> _Exercise details_:
Reproduce the listing verbatim.

> _Stored rows_:
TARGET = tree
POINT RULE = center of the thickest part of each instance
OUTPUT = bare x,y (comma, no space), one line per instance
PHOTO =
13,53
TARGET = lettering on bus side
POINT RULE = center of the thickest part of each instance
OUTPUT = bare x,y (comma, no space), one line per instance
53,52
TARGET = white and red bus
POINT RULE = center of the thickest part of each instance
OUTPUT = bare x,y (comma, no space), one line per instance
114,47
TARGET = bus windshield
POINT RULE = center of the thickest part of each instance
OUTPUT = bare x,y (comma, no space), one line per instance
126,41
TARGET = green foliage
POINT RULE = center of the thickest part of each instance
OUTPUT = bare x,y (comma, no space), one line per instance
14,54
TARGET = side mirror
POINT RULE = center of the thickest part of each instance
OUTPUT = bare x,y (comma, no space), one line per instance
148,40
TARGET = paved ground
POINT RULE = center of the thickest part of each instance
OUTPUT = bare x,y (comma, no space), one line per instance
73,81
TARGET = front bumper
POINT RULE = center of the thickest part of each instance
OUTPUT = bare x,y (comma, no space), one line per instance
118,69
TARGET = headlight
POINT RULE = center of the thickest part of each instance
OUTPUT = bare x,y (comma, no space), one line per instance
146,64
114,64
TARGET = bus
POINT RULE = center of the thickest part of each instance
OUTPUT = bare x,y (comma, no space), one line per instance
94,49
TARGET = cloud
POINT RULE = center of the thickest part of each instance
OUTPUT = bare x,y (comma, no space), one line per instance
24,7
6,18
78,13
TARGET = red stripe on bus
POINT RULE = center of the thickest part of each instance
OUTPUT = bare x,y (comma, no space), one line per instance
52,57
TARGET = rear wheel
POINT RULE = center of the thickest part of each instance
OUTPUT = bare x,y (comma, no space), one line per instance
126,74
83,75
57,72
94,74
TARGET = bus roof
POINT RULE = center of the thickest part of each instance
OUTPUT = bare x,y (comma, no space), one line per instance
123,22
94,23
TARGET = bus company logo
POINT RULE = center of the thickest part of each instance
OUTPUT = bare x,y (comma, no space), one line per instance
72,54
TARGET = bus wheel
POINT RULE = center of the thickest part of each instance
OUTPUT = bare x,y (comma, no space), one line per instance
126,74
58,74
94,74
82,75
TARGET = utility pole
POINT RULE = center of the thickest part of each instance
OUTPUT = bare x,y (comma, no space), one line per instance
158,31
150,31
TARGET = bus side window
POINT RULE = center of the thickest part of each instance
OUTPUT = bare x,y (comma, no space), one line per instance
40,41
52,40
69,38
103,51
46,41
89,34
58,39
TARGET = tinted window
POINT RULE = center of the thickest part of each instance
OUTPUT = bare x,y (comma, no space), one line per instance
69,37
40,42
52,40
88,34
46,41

> _Response to this exercise_:
TARGET = tree
POINT RULE = center of the thickest part of each instance
OUTPUT = bare x,y (comma, no space), one line per instance
PHOTO =
13,53
TARGET = lettering on bus side
POINT RULE = center of the thickest part of each instance
OUTPUT = bare x,y (comma, no space), one line per instance
53,52
TARGET = white and red bus
POINT RULE = center of the thickest part of each instance
OUTPUT = bare x,y (comma, no space), one line per instance
114,47
TARGET = bus windshield
POINT RULE = center of the thickest part of each instance
OUTPUT = bare x,y (comma, no space), one line per instance
126,41
TARGET = green foliage
POINT RULE = center of the thickest part of each instance
OUTPUT = bare x,y (comma, no space), one line per instance
14,54
TARGET = side mirror
POINT RULE = center of the thickest part of each instance
OUTPUT = bare x,y (comma, no space), one line per instance
148,40
TARGET = paved ground
POINT RULE = center of the thickest part of each instance
OUTPUT = bare x,y (comma, no space), one line per instance
73,81
TARGET = front bumper
POINT RULE = center of the thickest part of each instance
OUTPUT = bare x,y (comma, no space), one line per instance
118,69
TARGET = headlight
POINT RULE = center of the thickest part of each instance
OUTPUT = bare x,y (comma, no space), one line per instance
146,64
114,64
TARGET = bus
POINT RULE = center of the thickest part of each instance
OUTPUT = bare x,y (comma, no space), one line per instance
94,49
TARGET = cloud
POINT RULE = center of the thickest part of each instance
OUTPUT = bare x,y (comma, no space), one line per instance
24,7
6,18
78,13
TARGET = red stripe on bus
POINT RULE = center of the thickest part of each instance
OUTPUT = bare x,y (comma, no space), one line per instance
52,57
TARGET = rear wheel
POINT RULE = center of the thickest part of each instance
OUTPUT = bare x,y (comma, no space), one line per instance
126,74
83,75
57,72
94,74
TARGET = bus roof
POINT RULE = center of the thickest part of each instance
OUTPUT = bare x,y (comma, no space), one line per instance
123,22
94,23
TARGET = bus company logo
POINT RULE = center of the thickest part of each instance
OUTPUT = bare x,y (comma, no space), one line per instance
72,54
TARGET = bus wheel
POINT RULE = center of the thickest part of each instance
OUTPUT = bare x,y (comma, no space), one line per instance
126,74
58,74
94,74
82,75
TARGET = utility pole
POINT RULE = center of the thickest part of each instance
OUTPUT = bare x,y (comma, no space), one line per instance
158,31
150,31
TARGET = bus side window
POINT RULE = center of the thickest part of each instance
OUTPUT = bare x,y (comma, no space), one line per instance
40,41
52,40
69,38
103,51
46,41
89,34
58,39
TARGET = tinted window
POINT RULE = center of the thickest part of each instance
OUTPUT = bare x,y (comma, no space), one line per instance
69,37
40,42
52,40
88,34
46,41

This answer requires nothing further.